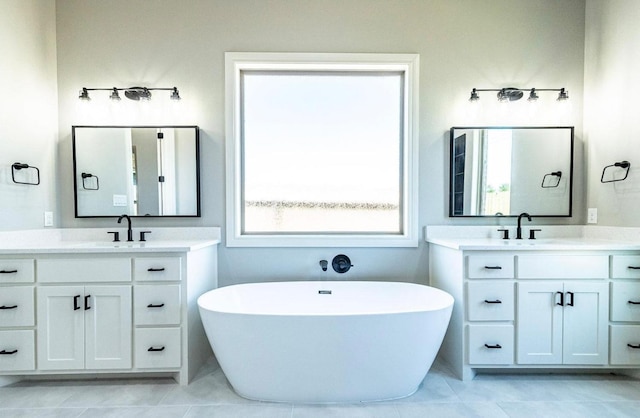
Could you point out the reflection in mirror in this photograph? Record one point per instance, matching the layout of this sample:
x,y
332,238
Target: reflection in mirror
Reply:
x,y
504,171
138,171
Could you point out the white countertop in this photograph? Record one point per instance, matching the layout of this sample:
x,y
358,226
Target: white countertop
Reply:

• Objective: Rewrite all the records above, swapping every "photograph" for "image" and keeping everything else the same. Leave the pictures out.

• Answer to this problem:
Could you point out the reflection in mirror in this image? Record one point per instance, matching the layout of this sample:
x,y
332,238
Target: reflection in mirror
Reply:
x,y
504,171
138,171
Could you point out the white countertop in this image? Record one point per instance, matching the layout of this sample:
x,y
358,226
Target: white countertop
Reply:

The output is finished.